THE PROBLEM: Copy out all of the material below word for word, leaving every line unchanged.

"""

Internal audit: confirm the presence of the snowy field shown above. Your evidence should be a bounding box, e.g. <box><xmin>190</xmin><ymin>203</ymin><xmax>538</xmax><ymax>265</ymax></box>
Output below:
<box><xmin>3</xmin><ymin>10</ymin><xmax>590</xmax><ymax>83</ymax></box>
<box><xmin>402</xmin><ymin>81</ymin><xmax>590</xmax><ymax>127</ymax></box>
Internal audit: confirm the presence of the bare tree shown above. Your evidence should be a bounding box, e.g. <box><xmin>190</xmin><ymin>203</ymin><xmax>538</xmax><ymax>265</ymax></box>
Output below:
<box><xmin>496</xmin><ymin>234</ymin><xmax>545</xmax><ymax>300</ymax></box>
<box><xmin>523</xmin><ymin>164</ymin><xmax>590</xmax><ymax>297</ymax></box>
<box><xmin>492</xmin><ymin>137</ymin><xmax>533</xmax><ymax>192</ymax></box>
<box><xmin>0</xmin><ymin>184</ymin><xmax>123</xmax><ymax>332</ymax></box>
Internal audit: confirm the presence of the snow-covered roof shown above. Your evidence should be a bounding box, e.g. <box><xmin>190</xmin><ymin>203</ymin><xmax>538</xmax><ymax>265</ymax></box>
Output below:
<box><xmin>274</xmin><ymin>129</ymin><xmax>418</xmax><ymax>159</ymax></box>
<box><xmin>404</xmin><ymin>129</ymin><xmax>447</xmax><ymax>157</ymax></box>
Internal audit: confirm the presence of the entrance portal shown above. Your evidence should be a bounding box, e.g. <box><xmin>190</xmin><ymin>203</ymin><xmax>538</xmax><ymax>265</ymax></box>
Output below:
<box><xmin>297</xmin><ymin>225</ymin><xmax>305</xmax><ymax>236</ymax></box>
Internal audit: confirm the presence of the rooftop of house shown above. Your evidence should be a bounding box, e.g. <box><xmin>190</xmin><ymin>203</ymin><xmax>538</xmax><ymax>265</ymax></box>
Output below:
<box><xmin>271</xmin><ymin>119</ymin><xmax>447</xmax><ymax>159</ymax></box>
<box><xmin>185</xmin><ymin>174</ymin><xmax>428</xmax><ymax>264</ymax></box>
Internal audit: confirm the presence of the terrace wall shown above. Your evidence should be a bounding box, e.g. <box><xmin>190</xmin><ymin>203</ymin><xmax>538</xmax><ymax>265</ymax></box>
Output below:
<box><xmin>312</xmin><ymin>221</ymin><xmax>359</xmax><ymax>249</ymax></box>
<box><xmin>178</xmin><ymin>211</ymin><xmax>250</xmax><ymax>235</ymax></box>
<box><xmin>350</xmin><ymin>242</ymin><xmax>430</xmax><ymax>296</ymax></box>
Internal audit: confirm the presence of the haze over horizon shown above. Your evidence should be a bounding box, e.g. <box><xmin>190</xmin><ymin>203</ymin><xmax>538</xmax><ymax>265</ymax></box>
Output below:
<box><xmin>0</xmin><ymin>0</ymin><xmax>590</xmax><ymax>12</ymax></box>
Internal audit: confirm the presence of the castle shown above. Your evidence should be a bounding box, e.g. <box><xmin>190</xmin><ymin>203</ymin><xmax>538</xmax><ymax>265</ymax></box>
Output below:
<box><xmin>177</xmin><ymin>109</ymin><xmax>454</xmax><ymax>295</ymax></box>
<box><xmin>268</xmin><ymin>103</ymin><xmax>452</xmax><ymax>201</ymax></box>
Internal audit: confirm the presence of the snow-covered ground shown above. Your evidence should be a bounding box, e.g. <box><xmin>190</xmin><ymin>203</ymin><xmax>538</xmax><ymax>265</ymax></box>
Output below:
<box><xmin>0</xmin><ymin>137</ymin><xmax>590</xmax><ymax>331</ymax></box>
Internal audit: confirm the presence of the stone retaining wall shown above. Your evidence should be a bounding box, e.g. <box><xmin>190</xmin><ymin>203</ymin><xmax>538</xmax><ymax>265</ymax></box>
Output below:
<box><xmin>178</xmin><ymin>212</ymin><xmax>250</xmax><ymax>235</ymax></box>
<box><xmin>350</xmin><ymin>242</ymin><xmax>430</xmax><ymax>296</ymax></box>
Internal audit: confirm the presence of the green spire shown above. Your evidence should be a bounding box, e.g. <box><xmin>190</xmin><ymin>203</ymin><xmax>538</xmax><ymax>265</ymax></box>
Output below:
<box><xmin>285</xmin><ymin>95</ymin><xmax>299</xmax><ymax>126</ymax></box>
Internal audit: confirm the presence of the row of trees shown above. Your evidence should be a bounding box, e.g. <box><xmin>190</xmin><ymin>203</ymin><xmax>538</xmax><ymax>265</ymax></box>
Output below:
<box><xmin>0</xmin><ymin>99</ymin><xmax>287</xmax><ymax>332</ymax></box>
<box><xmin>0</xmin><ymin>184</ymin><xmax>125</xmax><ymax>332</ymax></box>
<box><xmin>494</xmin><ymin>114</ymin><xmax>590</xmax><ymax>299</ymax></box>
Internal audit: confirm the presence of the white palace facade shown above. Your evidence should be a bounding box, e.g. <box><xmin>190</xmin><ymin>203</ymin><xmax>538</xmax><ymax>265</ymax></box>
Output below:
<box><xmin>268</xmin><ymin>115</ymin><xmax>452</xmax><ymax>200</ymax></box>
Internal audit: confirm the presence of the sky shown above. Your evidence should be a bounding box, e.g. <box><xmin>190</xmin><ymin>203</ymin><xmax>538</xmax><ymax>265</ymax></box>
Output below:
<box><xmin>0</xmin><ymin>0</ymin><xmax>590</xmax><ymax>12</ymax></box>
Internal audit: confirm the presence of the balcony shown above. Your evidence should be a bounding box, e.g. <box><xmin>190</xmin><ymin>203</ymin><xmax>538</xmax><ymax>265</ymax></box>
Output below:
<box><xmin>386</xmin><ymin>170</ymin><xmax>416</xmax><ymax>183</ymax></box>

"""

FINAL RESULT:
Internal audit: confirm the presence of the snowy field shown above. Your evidence should be a bounding box, e.g. <box><xmin>190</xmin><ymin>203</ymin><xmax>538</xmax><ymax>265</ymax></box>
Output below:
<box><xmin>3</xmin><ymin>10</ymin><xmax>590</xmax><ymax>83</ymax></box>
<box><xmin>402</xmin><ymin>81</ymin><xmax>590</xmax><ymax>127</ymax></box>
Internal audit: confirm the presence of the bare tree shown above. Your evidence should be a bounding box, e.g. <box><xmin>190</xmin><ymin>203</ymin><xmax>538</xmax><ymax>265</ymax></box>
Output below:
<box><xmin>496</xmin><ymin>234</ymin><xmax>545</xmax><ymax>300</ymax></box>
<box><xmin>523</xmin><ymin>164</ymin><xmax>590</xmax><ymax>297</ymax></box>
<box><xmin>492</xmin><ymin>137</ymin><xmax>533</xmax><ymax>192</ymax></box>
<box><xmin>0</xmin><ymin>184</ymin><xmax>123</xmax><ymax>332</ymax></box>
Internal audit: confirm the presence of the snow-covered roof shown above. Your evidence should be a bounding box, e.g. <box><xmin>190</xmin><ymin>203</ymin><xmax>538</xmax><ymax>265</ymax></box>
Output below:
<box><xmin>274</xmin><ymin>129</ymin><xmax>418</xmax><ymax>159</ymax></box>
<box><xmin>404</xmin><ymin>129</ymin><xmax>447</xmax><ymax>157</ymax></box>
Internal audit: confirm the presence of the entrance portal shown above. Your evidence should be a bounding box, e.g. <box><xmin>190</xmin><ymin>203</ymin><xmax>538</xmax><ymax>265</ymax></box>
Output below:
<box><xmin>297</xmin><ymin>225</ymin><xmax>305</xmax><ymax>236</ymax></box>
Internal audit: confirm the presence of the rooftop of house shown above. Your evidence should be a bounding box, e.g. <box><xmin>190</xmin><ymin>203</ymin><xmax>538</xmax><ymax>265</ymax></box>
Output below:
<box><xmin>271</xmin><ymin>119</ymin><xmax>447</xmax><ymax>159</ymax></box>
<box><xmin>185</xmin><ymin>174</ymin><xmax>428</xmax><ymax>264</ymax></box>
Internal audit: confirm the presence of the terrace wall shown above. Your evidence should be a bounding box, e.g. <box><xmin>190</xmin><ymin>203</ymin><xmax>538</xmax><ymax>265</ymax></box>
Output below:
<box><xmin>312</xmin><ymin>221</ymin><xmax>359</xmax><ymax>249</ymax></box>
<box><xmin>178</xmin><ymin>211</ymin><xmax>250</xmax><ymax>235</ymax></box>
<box><xmin>350</xmin><ymin>242</ymin><xmax>430</xmax><ymax>296</ymax></box>
Internal audit: confirm the presence of the haze over horizon shown above. Your evidence should be a bounding box, e.g. <box><xmin>190</xmin><ymin>203</ymin><xmax>538</xmax><ymax>265</ymax></box>
Output below:
<box><xmin>0</xmin><ymin>0</ymin><xmax>590</xmax><ymax>12</ymax></box>
Internal audit: confirm the presence of the castle shown above. Your evidence should be a bounding box, e.g. <box><xmin>190</xmin><ymin>203</ymin><xmax>538</xmax><ymax>265</ymax></box>
Output below:
<box><xmin>177</xmin><ymin>109</ymin><xmax>454</xmax><ymax>295</ymax></box>
<box><xmin>268</xmin><ymin>103</ymin><xmax>452</xmax><ymax>201</ymax></box>
Internal audit: confirm the presence of the snow-covered ground shown above. Your evidence should be a bounding box, e.g. <box><xmin>190</xmin><ymin>203</ymin><xmax>538</xmax><ymax>265</ymax></box>
Output below:
<box><xmin>0</xmin><ymin>137</ymin><xmax>590</xmax><ymax>331</ymax></box>
Internal audit: confirm the presence of the stone retaining wall shown above. Your evidence should be a bounding box, e.g. <box><xmin>190</xmin><ymin>203</ymin><xmax>538</xmax><ymax>265</ymax></box>
Output below:
<box><xmin>178</xmin><ymin>212</ymin><xmax>250</xmax><ymax>235</ymax></box>
<box><xmin>350</xmin><ymin>242</ymin><xmax>430</xmax><ymax>296</ymax></box>
Internal audit: confirm the presence of the green spire shown above. Your evidence should be a bounding box, e.g. <box><xmin>190</xmin><ymin>203</ymin><xmax>538</xmax><ymax>265</ymax></box>
Output below:
<box><xmin>285</xmin><ymin>95</ymin><xmax>299</xmax><ymax>126</ymax></box>
Internal audit: confirm the presence of the row of trees shown above. Your evidence should be a bounding box, e.g. <box><xmin>190</xmin><ymin>203</ymin><xmax>538</xmax><ymax>265</ymax></box>
Output below:
<box><xmin>0</xmin><ymin>99</ymin><xmax>287</xmax><ymax>332</ymax></box>
<box><xmin>0</xmin><ymin>184</ymin><xmax>125</xmax><ymax>332</ymax></box>
<box><xmin>494</xmin><ymin>114</ymin><xmax>590</xmax><ymax>299</ymax></box>
Internal audit: confirm the presence of the white palace facade shown above. Your evidence should be a bounding box, e.g. <box><xmin>190</xmin><ymin>203</ymin><xmax>538</xmax><ymax>265</ymax></box>
Output below:
<box><xmin>268</xmin><ymin>115</ymin><xmax>452</xmax><ymax>200</ymax></box>
Internal audit: confirm the presence of the sky shown above. Your evidence should be a bounding box, e.g. <box><xmin>190</xmin><ymin>203</ymin><xmax>538</xmax><ymax>265</ymax></box>
Output below:
<box><xmin>0</xmin><ymin>0</ymin><xmax>590</xmax><ymax>12</ymax></box>
Internal audit: confirm the presence of the balcony shown above. Your evidence should be a bounding box, e.g. <box><xmin>190</xmin><ymin>203</ymin><xmax>538</xmax><ymax>265</ymax></box>
Output below:
<box><xmin>386</xmin><ymin>170</ymin><xmax>416</xmax><ymax>183</ymax></box>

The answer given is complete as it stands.